Convert the data, from its first line through the line containing "(233, 747), (810, 800)", into a JSON list of strings with one string per line. Skip blank lines and leave the pictures out.

# # # # #

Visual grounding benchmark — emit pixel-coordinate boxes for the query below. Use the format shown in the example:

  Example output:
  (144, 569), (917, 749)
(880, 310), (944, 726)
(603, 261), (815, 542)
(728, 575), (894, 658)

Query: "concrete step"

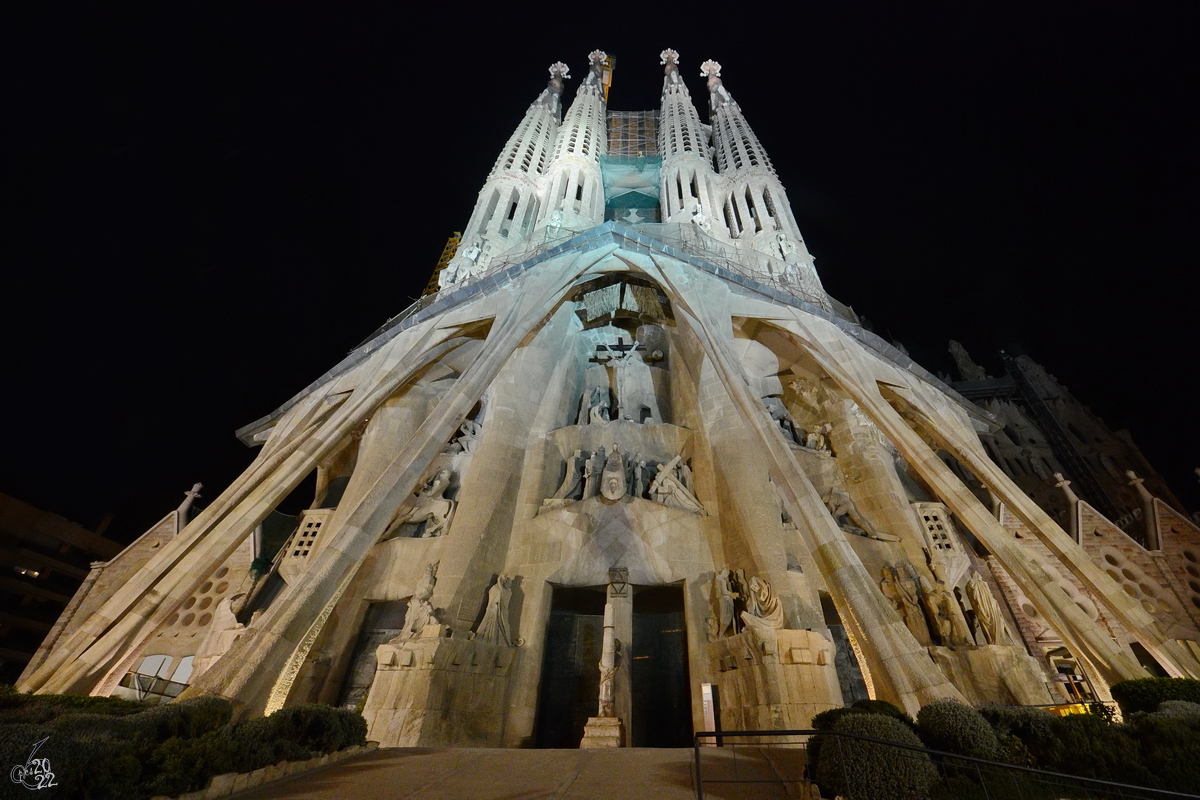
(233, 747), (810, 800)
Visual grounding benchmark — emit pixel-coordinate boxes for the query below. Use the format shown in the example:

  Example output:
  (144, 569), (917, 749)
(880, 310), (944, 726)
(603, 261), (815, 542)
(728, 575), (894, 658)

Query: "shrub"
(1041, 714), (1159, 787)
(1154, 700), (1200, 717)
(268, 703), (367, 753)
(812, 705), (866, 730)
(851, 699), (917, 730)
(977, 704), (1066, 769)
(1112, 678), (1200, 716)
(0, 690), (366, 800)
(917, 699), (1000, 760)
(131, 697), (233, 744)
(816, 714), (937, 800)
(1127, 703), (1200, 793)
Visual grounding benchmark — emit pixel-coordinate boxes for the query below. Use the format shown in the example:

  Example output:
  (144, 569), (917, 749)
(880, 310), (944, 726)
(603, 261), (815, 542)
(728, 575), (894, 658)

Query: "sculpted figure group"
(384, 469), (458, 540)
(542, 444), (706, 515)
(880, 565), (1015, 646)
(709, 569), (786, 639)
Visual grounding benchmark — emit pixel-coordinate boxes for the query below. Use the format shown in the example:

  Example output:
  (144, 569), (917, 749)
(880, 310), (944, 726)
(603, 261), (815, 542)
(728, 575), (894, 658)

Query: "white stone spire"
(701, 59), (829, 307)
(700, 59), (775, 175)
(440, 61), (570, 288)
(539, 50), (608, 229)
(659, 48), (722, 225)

# # # # #

REPLY TO THE TASK =>
[
  "Visual grounding benchmark — emit pixel-coordinate boxes for the query below. Use the format shown in the example:",
  "  Example output:",
  "  (144, 569), (917, 749)",
  "(880, 310), (944, 726)",
  "(603, 261), (815, 542)",
  "(728, 575), (894, 658)",
  "Query: \"concrete step\"",
  "(233, 747), (810, 800)"
]